WHAT IS NEEDED
Return the records below from the line containing "Expected: one point per instance of the miter" onward, exactly, through and including the last line.

=== GIVEN DATA ===

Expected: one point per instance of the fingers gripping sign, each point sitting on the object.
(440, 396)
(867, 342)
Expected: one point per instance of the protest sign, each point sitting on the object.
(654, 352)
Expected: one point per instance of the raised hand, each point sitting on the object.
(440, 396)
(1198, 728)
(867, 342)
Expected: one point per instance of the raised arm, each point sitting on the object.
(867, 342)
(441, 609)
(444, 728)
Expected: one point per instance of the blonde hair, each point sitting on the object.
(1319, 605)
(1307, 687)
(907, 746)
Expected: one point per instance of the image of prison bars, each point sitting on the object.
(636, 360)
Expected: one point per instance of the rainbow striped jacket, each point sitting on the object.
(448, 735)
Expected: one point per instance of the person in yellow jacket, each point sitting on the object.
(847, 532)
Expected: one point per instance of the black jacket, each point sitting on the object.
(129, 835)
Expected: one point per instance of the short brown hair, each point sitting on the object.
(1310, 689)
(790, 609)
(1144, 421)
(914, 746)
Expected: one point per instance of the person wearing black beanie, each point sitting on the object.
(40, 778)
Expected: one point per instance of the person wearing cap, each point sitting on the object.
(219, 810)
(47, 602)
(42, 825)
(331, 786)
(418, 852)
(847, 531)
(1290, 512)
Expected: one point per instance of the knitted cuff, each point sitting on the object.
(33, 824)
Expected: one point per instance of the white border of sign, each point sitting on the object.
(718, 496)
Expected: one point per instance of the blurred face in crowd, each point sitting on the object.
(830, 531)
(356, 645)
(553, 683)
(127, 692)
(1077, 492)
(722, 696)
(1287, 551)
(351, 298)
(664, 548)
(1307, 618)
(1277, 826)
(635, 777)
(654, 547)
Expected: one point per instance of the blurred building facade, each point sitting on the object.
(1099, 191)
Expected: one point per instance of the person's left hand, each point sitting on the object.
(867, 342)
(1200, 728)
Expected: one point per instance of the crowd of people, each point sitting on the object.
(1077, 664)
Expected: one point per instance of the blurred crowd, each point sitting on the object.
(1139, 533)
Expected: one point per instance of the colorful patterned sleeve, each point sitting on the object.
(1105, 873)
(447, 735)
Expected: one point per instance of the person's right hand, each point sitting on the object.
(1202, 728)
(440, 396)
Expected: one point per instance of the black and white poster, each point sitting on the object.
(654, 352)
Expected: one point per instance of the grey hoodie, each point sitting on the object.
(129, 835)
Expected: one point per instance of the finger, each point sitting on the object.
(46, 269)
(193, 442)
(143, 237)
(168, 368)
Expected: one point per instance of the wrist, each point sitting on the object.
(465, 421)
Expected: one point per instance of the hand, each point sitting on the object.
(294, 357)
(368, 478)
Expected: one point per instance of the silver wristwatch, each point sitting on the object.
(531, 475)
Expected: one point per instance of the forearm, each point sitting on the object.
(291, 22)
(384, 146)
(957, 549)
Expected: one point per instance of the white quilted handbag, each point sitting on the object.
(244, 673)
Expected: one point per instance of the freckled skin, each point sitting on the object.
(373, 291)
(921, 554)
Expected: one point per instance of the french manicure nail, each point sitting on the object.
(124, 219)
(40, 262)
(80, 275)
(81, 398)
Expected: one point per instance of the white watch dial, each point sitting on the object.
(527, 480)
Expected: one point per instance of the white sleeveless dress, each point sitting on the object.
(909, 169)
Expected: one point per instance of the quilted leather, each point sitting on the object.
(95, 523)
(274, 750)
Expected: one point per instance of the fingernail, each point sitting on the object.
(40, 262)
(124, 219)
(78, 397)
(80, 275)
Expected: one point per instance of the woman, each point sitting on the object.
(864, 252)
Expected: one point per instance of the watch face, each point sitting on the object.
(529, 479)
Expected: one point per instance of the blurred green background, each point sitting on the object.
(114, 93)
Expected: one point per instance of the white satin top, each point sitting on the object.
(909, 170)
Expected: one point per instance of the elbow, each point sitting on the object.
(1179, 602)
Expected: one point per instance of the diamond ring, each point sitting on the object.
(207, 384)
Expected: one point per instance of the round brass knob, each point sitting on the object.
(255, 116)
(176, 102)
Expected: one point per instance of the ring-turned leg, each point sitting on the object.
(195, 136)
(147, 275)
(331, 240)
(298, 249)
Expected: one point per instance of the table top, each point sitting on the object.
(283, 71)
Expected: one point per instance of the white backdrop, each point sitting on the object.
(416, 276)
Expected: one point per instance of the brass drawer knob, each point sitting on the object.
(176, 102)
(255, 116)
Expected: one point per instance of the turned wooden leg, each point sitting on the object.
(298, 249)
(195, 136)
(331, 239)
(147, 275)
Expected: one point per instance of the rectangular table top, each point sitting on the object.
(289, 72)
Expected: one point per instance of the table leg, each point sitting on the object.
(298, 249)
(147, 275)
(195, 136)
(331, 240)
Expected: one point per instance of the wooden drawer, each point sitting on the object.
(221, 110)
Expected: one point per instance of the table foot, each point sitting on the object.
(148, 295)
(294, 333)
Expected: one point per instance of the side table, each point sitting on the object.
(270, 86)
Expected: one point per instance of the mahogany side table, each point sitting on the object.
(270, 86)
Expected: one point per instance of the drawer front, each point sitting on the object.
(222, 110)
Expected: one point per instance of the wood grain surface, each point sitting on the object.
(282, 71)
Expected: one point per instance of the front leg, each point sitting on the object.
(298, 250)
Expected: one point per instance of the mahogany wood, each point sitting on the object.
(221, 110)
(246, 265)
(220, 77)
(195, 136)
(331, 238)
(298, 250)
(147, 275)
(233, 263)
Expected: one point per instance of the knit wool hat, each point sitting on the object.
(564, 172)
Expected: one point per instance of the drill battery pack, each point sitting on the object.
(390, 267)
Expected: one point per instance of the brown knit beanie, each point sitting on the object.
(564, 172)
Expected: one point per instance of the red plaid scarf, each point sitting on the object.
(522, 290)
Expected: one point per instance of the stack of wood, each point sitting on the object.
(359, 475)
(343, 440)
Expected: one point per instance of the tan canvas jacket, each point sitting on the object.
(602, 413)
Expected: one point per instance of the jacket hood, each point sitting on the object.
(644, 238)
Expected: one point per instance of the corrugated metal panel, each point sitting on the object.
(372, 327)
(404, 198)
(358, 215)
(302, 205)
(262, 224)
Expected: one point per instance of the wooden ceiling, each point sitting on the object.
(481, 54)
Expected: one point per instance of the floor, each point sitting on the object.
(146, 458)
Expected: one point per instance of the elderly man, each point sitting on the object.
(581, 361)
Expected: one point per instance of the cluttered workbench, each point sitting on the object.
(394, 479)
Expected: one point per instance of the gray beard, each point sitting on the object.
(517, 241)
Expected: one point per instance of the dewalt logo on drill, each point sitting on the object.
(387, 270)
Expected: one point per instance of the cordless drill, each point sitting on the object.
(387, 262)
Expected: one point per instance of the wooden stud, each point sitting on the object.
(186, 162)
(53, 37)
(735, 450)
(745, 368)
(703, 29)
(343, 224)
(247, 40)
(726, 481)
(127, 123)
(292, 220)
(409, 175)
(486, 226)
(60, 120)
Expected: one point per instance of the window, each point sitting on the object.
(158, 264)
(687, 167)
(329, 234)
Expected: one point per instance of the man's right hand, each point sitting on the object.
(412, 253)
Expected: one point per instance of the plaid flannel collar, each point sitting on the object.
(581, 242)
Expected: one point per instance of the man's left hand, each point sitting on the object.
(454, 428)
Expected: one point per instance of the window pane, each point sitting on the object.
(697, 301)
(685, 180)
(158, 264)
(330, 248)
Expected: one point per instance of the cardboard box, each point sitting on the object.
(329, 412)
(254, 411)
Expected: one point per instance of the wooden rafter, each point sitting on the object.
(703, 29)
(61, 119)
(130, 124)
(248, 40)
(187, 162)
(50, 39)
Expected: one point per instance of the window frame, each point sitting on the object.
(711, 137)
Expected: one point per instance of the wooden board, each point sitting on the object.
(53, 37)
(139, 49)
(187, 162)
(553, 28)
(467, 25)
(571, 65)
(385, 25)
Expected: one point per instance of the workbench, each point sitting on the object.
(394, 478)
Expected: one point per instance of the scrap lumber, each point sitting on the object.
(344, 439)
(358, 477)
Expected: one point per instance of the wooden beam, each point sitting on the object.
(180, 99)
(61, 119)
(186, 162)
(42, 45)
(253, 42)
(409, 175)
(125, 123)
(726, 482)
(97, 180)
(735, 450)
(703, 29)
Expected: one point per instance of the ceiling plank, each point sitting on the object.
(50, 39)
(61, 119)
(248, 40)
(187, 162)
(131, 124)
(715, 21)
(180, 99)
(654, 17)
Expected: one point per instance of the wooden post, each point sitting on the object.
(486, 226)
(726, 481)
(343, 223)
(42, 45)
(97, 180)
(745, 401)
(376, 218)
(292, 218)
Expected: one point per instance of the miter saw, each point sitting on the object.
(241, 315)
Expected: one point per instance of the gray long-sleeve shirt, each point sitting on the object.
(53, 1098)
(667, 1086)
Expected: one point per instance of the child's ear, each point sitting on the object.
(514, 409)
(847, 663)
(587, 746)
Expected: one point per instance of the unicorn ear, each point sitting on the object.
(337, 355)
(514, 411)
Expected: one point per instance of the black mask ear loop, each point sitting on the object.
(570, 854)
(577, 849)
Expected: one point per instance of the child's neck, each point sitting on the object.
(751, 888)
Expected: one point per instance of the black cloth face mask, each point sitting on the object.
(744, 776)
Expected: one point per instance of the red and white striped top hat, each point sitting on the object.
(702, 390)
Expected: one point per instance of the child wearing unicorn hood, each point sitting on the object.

===

RESULT BELOW
Expected: one point per instance of the miter saw, each point sitting on the object.
(241, 315)
Expected: one point per instance of the gray long-sleeve shirt, each point sitting on the object.
(53, 1098)
(667, 1086)
Expected: one point per instance of the child's ear, each point sitting on the object.
(514, 409)
(847, 663)
(587, 746)
Expected: one point per instance of the unicorn ear, each point sitting on the object.
(337, 355)
(514, 411)
Expected: one point per instance of the black mask ear loop, each point sitting on the object.
(570, 854)
(577, 849)
Expected: one point per instance of the child's neck, each point sitting on the object.
(751, 888)
Expected: one point per instance of the black cloth face mask, each point sitting on the object.
(744, 776)
Expected: one point per instance of the red and white striped top hat, each point sitting on the object.
(702, 390)
Expected: one point per instance of the child wearing unicorn hood, each point sitting on the object.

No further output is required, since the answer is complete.